• Task goal: The entries need to be copied exactly.

• Supplied records:
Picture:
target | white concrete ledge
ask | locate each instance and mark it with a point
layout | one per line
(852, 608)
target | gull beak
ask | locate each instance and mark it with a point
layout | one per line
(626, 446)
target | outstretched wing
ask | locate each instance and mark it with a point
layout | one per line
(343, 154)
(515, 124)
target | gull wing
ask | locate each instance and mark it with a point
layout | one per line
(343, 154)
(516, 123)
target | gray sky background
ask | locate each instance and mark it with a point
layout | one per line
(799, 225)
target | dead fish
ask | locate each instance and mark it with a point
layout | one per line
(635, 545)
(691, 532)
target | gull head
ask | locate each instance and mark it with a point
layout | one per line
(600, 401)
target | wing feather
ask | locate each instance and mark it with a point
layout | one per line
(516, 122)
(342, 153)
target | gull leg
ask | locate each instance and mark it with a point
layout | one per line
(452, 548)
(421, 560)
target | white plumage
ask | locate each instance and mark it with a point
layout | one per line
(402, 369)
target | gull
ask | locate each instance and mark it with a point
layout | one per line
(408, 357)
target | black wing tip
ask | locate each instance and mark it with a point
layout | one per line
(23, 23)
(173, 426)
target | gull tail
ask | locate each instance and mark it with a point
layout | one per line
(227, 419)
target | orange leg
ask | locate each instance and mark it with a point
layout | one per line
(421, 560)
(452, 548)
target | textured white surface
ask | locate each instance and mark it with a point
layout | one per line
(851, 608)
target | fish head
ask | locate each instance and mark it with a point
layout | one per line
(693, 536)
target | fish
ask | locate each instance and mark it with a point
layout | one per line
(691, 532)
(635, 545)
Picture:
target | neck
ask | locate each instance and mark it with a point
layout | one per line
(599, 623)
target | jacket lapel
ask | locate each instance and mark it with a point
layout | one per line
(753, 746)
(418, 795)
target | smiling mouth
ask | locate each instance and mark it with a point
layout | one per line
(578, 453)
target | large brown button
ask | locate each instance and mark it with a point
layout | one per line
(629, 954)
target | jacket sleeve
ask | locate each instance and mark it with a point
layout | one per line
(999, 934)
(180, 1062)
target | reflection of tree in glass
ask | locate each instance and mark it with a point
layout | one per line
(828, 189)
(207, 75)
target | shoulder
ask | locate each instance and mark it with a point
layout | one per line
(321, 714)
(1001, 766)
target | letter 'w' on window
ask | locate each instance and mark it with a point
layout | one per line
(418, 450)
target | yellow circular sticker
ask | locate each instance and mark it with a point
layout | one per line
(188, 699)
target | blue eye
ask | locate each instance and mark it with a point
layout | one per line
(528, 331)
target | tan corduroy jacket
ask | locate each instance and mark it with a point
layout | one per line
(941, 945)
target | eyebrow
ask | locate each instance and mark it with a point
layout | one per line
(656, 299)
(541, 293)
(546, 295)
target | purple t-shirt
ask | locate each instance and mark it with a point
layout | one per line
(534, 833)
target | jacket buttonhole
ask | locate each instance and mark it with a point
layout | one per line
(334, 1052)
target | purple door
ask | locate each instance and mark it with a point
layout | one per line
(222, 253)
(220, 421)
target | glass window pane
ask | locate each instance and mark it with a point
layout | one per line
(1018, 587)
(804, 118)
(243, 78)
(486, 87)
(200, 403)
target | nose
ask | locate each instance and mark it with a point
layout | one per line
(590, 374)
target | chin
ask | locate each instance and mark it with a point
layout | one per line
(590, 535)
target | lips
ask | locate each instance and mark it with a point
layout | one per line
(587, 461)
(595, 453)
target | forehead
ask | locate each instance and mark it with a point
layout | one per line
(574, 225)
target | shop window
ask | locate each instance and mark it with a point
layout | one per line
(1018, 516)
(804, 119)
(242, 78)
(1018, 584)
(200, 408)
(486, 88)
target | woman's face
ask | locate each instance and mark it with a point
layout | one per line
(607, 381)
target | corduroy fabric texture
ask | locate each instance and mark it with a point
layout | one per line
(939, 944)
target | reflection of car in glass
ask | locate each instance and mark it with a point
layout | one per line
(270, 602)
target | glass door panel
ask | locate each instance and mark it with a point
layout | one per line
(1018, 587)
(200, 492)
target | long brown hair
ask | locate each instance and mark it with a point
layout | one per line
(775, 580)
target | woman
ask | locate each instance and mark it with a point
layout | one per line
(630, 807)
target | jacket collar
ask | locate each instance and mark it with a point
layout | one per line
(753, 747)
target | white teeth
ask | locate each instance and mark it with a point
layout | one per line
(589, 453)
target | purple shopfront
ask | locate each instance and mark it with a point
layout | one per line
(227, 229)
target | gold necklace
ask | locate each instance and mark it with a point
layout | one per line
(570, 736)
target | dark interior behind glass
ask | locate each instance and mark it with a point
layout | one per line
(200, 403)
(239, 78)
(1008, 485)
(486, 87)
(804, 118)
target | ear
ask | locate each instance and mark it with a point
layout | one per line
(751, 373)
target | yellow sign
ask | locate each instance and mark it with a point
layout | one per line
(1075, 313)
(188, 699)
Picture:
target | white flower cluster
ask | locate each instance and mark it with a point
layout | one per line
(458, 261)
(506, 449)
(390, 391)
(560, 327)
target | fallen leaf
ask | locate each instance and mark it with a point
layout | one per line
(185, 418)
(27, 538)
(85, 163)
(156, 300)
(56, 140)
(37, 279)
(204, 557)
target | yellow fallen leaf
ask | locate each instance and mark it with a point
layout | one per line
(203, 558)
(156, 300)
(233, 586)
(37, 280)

• Task output:
Picture:
target | white concrete ledge
ask | locate each instance and mark it with a point
layout | one per line
(852, 608)
target | gull beak
ask | locate each instance and mark it with a point
layout | one per line
(626, 446)
target | outstretched wing
ask | locate each instance and mark it with a point
layout | one per line
(343, 154)
(515, 124)
target | gull wing
ask | locate each instance and mark it with a point
layout | one per line
(343, 154)
(516, 123)
target | gray sky background
ask | locate each instance and mark it with a point
layout | one per line
(799, 225)
target | dead fish
ask | locate each instance and mark it with a point
layout | one per line
(635, 545)
(691, 532)
target | gull head
ask | locate each instance and mark it with a point
layout | one per line
(600, 401)
target | wing feather
ask | locate each instance and mark it with a point
layout | one per line
(516, 122)
(342, 153)
target | gull leg
ask | locate each instance and mark it with a point
layout | one per line
(452, 548)
(421, 560)
target | white plumage
ask | locate each instance and mark it with a point
layout | one per line
(402, 369)
target | gull
ask | locate each instance and mark it with a point
layout | one per line
(408, 357)
target | black wing tip
ask | locate each instance and mark it with a point
layout | one per line
(23, 23)
(173, 426)
target | gull tail
ask | locate each instance and mark it with a point
layout | one per line
(227, 419)
target | orange leg
ask | locate each instance and mark it with a point
layout | one per line
(421, 560)
(452, 548)
target | textured white surface
ask | locate each instance and mark it with a point
layout | one per line
(851, 608)
target | fish head
ask | locate each instance and mark it with a point
layout | one per line
(693, 536)
target | fish
ask | locate each instance and mark it with a point
layout | one per line
(691, 532)
(635, 545)
Picture:
target | neck
ask | locate each instance and mark it with a point
layout | one per line
(599, 623)
target | jacket lapel
ask | locate each instance and mark it with a point
layout | one per line
(753, 746)
(418, 795)
target | smiling mouth
ask | locate each instance and mark it with a point
layout | one per line
(578, 453)
target | large brown button
ask | locate each instance and mark it with a point
layout | one per line
(629, 954)
target | jacket sleeve
ask | locate each instance and mark it with a point
layout | one per line
(999, 934)
(180, 1062)
target | reflection of tree in glass
ask | locate each instance and mark it with a point
layout | one per line
(828, 189)
(207, 75)
target | shoulder
ask | locate each instance and mark it with a point
layout | one per line
(321, 714)
(1001, 766)
target | letter 'w' on window
ask | locate each instance and mark it with a point
layout | one per line
(418, 450)
target | yellow circular sticker
ask | locate each instance and mark it with a point
layout | one per line
(188, 699)
target | blue eye
ask | locate each instance and mark it with a point
layout | one per line
(528, 331)
target | tan corduroy jacket
ask | locate each instance and mark it with a point
layout | one per line
(941, 945)
target | eyebrow
ask | locate each instance and mark it with a point
layout | one per line
(656, 299)
(541, 293)
(546, 295)
target | purple t-shirt
ask | locate each instance and mark it with a point
layout | one per line
(534, 833)
target | jacket buttonhole
ask | locate each instance and mark it with a point
layout | one per line
(334, 1052)
target | purple door
ask | locate each instance and mark it with a point
layout | one per line
(222, 253)
(220, 421)
target | glass window pane
ask | locate each instance and mark it with a point
layout | one per line
(1018, 587)
(804, 118)
(243, 78)
(486, 87)
(200, 403)
target | nose
ask | locate each instance and mark it with a point
layout | one per line
(590, 374)
target | chin
ask | locate each instance and mark it with a point
layout | one per line
(590, 535)
target | lips
ask | locate each instance and mark it with a point
layout | one per line
(587, 461)
(595, 453)
target | forehead
ask | locate each instance and mark it with a point
layout | one per line
(574, 225)
target | shop window
ask | locate each instance and mark it with a point
layout | one per line
(1018, 516)
(804, 119)
(242, 78)
(1018, 584)
(200, 408)
(486, 88)
target | woman's face
ask | locate each instance and mark it with a point
layout | one per line
(607, 381)
target | corduroy fabric texture
ask | locate each instance and mark it with a point
layout | one per line
(939, 944)
target | reflection of car in glass
ask | locate each instance and mark it with a point
layout | one per line
(270, 602)
target | glass door panel
ask | locate each instance and mark it with a point
layout | one per line
(1018, 587)
(200, 492)
target | long brown hair
ask | locate each instance and mark it with a point
layout | one per line
(775, 580)
target | woman
ask | locate each instance and mark it with a point
layout | one per line
(630, 807)
target | jacket collar
ask | locate each instance and mark it with a point
layout | one per line
(753, 747)
target | white teeth
ask | locate each instance and mark it with a point
layout | one per line
(589, 453)
target | purple shopfront
ask | locate each instance and mark it with a point
layout | one per line
(227, 229)
target | gold necklace
ask | locate each instance and mark it with a point
layout | one per line
(570, 736)
target | dark interior behind glass
ask | locate each instance and mark it with a point
layout | one per line
(200, 403)
(239, 78)
(1008, 485)
(486, 87)
(804, 118)
target | ear
ask | locate each instance and mark it with a point
layout | one per line
(751, 373)
target | yellow sign
ask | locate each instance and mark it with a point
layout | one per line
(1075, 313)
(188, 699)
Picture:
target | white flower cluster
ask | locate each instance and mark it with a point
layout | one per line
(458, 261)
(506, 449)
(390, 391)
(560, 327)
target | fallen leaf
ask | locate each instance and mark it with a point
layout | one per line
(185, 418)
(27, 538)
(85, 163)
(156, 300)
(56, 140)
(37, 279)
(204, 557)
target | yellow fallen leaf
ask | locate each instance and mark it with a point
layout | one per line
(203, 558)
(156, 300)
(233, 586)
(37, 280)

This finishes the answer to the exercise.